# EXERCISE
Rewrite the material from its start through the line containing "184], [400, 209]]", changing every "short sleeve" to "shirt sleeve" and leaving everything else as it is. Omit the pictures from your answer.

--- START DATA TO USE ---

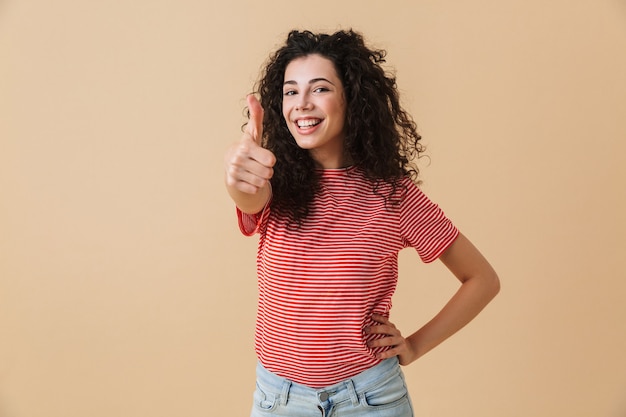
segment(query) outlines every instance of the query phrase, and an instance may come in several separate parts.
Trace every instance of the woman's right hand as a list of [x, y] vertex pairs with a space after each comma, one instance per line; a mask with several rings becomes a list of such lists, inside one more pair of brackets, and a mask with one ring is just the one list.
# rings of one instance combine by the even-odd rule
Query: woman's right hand
[[269, 180], [274, 173], [276, 157], [261, 146], [263, 107], [259, 100], [247, 97], [250, 121], [241, 139], [226, 152], [224, 167], [226, 188], [244, 212], [260, 211], [270, 197]]

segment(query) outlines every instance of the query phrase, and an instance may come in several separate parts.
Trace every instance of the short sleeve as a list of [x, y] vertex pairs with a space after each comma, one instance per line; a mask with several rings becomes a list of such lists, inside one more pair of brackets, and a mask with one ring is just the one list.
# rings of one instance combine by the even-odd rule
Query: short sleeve
[[248, 214], [244, 213], [237, 207], [237, 221], [239, 222], [239, 230], [244, 236], [253, 236], [261, 230], [264, 223], [267, 222], [267, 218], [270, 213], [270, 201], [265, 204], [263, 210], [259, 213]]
[[400, 230], [408, 246], [415, 248], [425, 263], [439, 258], [454, 242], [459, 231], [443, 210], [412, 182], [406, 184], [400, 209]]

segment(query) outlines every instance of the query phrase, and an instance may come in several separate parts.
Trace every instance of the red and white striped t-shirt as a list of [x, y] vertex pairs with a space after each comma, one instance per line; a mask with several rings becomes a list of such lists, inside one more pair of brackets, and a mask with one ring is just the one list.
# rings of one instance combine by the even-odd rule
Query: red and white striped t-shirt
[[[245, 235], [260, 234], [255, 349], [269, 371], [314, 388], [353, 377], [379, 360], [363, 329], [388, 315], [398, 252], [414, 247], [431, 262], [458, 231], [406, 178], [400, 204], [385, 203], [354, 167], [320, 172], [320, 192], [300, 228], [268, 208], [238, 211]], [[402, 191], [399, 191], [402, 192]]]

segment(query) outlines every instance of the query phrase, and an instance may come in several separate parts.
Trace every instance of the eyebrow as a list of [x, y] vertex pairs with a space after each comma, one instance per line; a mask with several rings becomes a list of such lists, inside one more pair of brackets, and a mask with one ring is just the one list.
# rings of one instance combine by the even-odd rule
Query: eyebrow
[[[325, 82], [327, 82], [330, 85], [335, 85], [333, 82], [331, 82], [330, 80], [328, 80], [328, 79], [326, 79], [324, 77], [313, 78], [312, 80], [309, 80], [309, 84], [314, 84], [314, 83], [316, 83], [318, 81], [325, 81]], [[287, 84], [294, 84], [294, 85], [296, 85], [298, 83], [295, 82], [294, 80], [288, 80], [288, 81], [285, 81], [283, 83], [283, 85], [287, 85]]]

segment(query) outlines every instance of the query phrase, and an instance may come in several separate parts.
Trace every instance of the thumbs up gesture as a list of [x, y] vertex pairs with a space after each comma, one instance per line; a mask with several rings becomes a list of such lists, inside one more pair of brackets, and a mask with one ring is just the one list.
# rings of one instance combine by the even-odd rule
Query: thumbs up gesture
[[239, 142], [226, 152], [224, 165], [226, 188], [244, 212], [256, 213], [270, 197], [269, 180], [276, 163], [274, 154], [261, 146], [263, 138], [263, 107], [259, 100], [247, 97], [250, 120]]

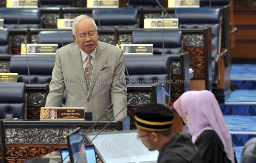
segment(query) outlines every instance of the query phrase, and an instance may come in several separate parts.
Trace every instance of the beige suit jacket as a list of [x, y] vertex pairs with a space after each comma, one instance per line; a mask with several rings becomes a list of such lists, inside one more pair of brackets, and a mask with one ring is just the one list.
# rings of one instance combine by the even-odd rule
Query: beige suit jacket
[[[59, 107], [66, 88], [65, 107], [84, 107], [85, 112], [89, 109], [89, 112], [93, 112], [90, 94], [87, 90], [82, 63], [80, 48], [76, 43], [66, 45], [57, 51], [46, 107]], [[90, 84], [97, 120], [111, 102], [113, 104], [113, 113], [109, 112], [103, 119], [110, 119], [113, 113], [116, 116], [126, 104], [124, 69], [123, 51], [98, 41], [91, 79], [93, 83]], [[123, 81], [119, 83], [116, 82], [117, 79]], [[127, 114], [126, 109], [116, 119], [121, 119]]]

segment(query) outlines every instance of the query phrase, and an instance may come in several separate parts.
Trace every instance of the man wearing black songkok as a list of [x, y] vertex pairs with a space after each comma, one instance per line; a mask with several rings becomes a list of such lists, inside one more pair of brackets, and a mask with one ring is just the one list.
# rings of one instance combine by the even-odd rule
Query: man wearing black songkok
[[158, 163], [202, 163], [190, 139], [181, 133], [173, 134], [173, 112], [161, 105], [137, 108], [138, 138], [150, 151], [159, 151]]

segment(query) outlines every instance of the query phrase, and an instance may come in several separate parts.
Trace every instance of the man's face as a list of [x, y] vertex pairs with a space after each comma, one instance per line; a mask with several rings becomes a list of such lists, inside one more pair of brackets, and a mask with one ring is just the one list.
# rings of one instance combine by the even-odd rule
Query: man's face
[[[76, 36], [73, 34], [73, 38], [76, 43], [79, 47], [84, 51], [87, 54], [93, 52], [98, 45], [98, 31], [92, 22], [88, 19], [81, 20], [76, 26]], [[81, 38], [79, 36], [83, 35], [88, 35], [92, 33], [96, 32], [96, 36], [93, 38], [88, 36], [86, 38]]]
[[[137, 127], [137, 132], [140, 136], [145, 135], [148, 134], [140, 127]], [[142, 137], [141, 138], [143, 144], [148, 149], [149, 151], [154, 151], [157, 149], [154, 142], [152, 141], [151, 134]]]
[[55, 112], [54, 110], [52, 110], [50, 113], [51, 117], [55, 117]]
[[30, 53], [32, 53], [34, 52], [34, 50], [35, 50], [35, 47], [31, 46], [29, 49], [29, 52]]

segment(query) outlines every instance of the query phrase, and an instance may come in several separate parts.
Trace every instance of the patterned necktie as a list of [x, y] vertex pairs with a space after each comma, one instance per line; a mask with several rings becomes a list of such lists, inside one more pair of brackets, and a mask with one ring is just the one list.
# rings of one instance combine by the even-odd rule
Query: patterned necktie
[[[89, 72], [89, 80], [90, 80], [91, 79], [91, 77], [92, 77], [92, 73], [93, 72], [93, 65], [92, 65], [92, 63], [91, 63], [90, 62], [90, 60], [92, 58], [92, 56], [90, 55], [88, 55], [86, 58], [87, 58], [87, 63], [86, 64], [86, 66], [85, 66], [85, 67], [87, 67], [87, 69], [88, 69], [88, 71]], [[88, 90], [88, 91], [89, 92], [89, 83], [87, 82], [88, 77], [87, 77], [86, 74], [85, 74], [85, 79], [86, 79], [86, 81], [87, 81], [87, 82], [86, 83], [86, 85], [87, 86], [87, 89]]]

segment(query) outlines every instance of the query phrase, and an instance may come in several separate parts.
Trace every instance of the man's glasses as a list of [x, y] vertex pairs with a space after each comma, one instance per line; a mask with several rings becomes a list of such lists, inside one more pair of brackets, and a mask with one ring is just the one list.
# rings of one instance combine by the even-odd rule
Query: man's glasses
[[138, 139], [138, 140], [141, 141], [142, 140], [142, 138], [143, 137], [146, 137], [147, 136], [148, 136], [150, 134], [151, 134], [151, 132], [150, 132], [150, 133], [149, 133], [148, 134], [146, 134], [145, 135], [142, 135], [142, 136], [140, 136], [139, 134], [138, 134], [137, 135], [137, 139]]
[[90, 34], [87, 34], [87, 35], [83, 34], [83, 35], [80, 35], [78, 36], [76, 34], [76, 35], [80, 39], [86, 39], [87, 36], [89, 38], [91, 38], [95, 37], [95, 36], [96, 36], [96, 33], [97, 32], [91, 33]]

--- END DATA TO USE ---

# RESPONSE TO THIS EXERCISE
segment(query) outlines every instance of the query phrase, and an instance may come in several separate parts.
Trace every instance of the woman's right hand as a list of [x, y] vertex pairs with a space after each comma, one instance per line; a mask with several rings becomes a list of such lists, inside one more pair of brackets, and a mask with one ring is just the one list.
# rings of one instance combine by the even-odd rule
Query: woman's right hand
[[269, 180], [274, 173], [276, 157], [261, 146], [263, 107], [259, 100], [247, 97], [250, 121], [241, 139], [226, 152], [224, 167], [226, 188], [244, 212], [260, 211], [270, 197]]

segment(query) outlines every instance of the query phrase, and an instance may come in several separate parts.
Trace every instance of the shirt sleeve as a list of [x, y] vertex pairs with a space after each comma, one instance per line; a mask with several rings becomes a list of such lists, inside one more pair of brackets, and a mask with one ring is just the one list.
# rings of one instance combine by the even-odd rule
Query: shirt sleeve
[[248, 214], [244, 213], [237, 207], [237, 221], [239, 222], [239, 230], [244, 236], [253, 236], [261, 230], [264, 223], [267, 222], [267, 218], [270, 213], [270, 201], [265, 204], [263, 210], [259, 213]]
[[400, 230], [408, 246], [415, 248], [425, 263], [439, 258], [454, 242], [459, 231], [443, 210], [412, 182], [406, 184], [400, 209]]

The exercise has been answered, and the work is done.